Each of the entries should be retyped precisely as it appears.

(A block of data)
···

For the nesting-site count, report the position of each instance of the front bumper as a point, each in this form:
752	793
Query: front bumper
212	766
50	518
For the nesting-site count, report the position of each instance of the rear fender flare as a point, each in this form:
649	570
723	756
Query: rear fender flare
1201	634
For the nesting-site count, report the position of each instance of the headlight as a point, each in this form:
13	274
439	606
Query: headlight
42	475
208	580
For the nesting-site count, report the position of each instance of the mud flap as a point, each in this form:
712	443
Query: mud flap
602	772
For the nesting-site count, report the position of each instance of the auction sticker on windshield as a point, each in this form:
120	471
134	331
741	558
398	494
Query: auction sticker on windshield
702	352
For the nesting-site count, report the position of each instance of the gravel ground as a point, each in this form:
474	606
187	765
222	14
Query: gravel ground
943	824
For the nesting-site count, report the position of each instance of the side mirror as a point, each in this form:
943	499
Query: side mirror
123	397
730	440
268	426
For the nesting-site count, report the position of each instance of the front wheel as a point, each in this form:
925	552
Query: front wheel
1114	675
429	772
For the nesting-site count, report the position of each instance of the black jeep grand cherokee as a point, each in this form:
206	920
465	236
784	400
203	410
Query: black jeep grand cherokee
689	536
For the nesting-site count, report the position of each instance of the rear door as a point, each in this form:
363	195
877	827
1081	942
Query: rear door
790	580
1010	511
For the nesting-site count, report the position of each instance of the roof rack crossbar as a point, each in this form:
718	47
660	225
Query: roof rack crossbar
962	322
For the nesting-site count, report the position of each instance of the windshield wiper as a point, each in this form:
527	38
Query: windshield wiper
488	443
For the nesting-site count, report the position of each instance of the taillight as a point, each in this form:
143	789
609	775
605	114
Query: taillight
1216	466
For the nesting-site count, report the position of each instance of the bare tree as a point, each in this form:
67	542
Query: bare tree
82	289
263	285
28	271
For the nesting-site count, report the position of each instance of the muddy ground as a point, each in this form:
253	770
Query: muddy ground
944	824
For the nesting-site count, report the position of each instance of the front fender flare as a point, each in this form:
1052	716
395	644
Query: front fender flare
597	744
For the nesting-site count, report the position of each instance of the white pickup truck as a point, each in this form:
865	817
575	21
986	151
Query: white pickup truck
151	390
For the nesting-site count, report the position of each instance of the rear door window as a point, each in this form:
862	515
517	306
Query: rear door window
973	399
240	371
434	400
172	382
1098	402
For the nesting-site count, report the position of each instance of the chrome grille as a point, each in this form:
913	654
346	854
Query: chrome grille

···

== REPLY ==
For the nesting-site count, report the position of each instance of the front bumper as a point, each in this form:
752	793
Query: front bumper
212	766
50	518
For the nesting-site count, report the position of each instance of the rear fender flare as a point, each in this form:
649	570
723	756
Query: rear fender flare
1201	634
For the nesting-site count, report the position of each instance of the headlight as a point, each in this form:
13	274
439	606
Query: headlight
42	475
208	580
For the nesting-site count, report the position of each instance of the mud flap as a point, each in this form:
712	443
Query: mud flap
602	772
For the nesting-site count, report the position of each instance of the auction sticker on windshield as a point, each in this form:
120	471
134	331
741	558
398	494
Query: auction sticker on windshield
702	352
For the nesting-site count, report the position of each instance of the gravel ground as a point, each in this form:
474	606
187	765
222	14
Query: gravel ground
943	824
For the nesting-site count, report the position of each instance of the side mirror as a point, each in this form:
943	499
Query: side mirror
123	397
730	440
268	426
For the nesting-site count, report the position of each instance of the front wheel as a point, each in this form:
925	552
Query: front wheel
1114	675
429	772
For the nesting-site count, report the position of each instance of the black jeep grand cherokee as a point, each in this form:
206	920
465	236
784	400
203	410
Query: black jeep grand cherokee
689	536
For the nesting-site count, report the position of each instance of the rear door as a point, each in this form:
363	195
877	827
1081	942
Query: rear door
790	580
1010	511
For the nesting-site count, report the position of each instance of the roof rack crossbar as a point, each in this form:
718	47
660	225
Query: roof rack crossbar
962	322
For the nesting-site count, report the position of each instance of the windshield wiper as a point, each in this form:
527	38
Query: windshield wiper
488	443
For the nesting-site count, report the position of each instance of the taillight as a point, each in this form:
143	789
609	775
605	114
Query: taillight
1216	466
For the nesting-site count, report the position of each instance of the bare tree as a point, each in this form:
67	542
Query: bare tree
82	289
263	285
28	271
For the nesting-site count, report the position of each instance of the muddy ground as a point, each in this form:
253	770
Query: muddy ground
944	824
For the nesting-site count, report the position of each instance of the front fender flare as a point, each in this form:
1052	716
395	644
Query: front fender flare
597	744
For the nesting-site count, report the position of each instance of the white pickup truck as a point, each in this form:
865	817
575	21
986	151
Query: white pickup truck
151	390
For the nesting-site count, report the position of each instance of the rear door window as a point, each in this form:
862	515
517	306
Query: rear door window
973	399
240	371
434	400
172	382
1098	402
For the nesting-site count, report the position of each instance of the chrome grille as a point, each in this form:
913	654
346	854
Query: chrome grille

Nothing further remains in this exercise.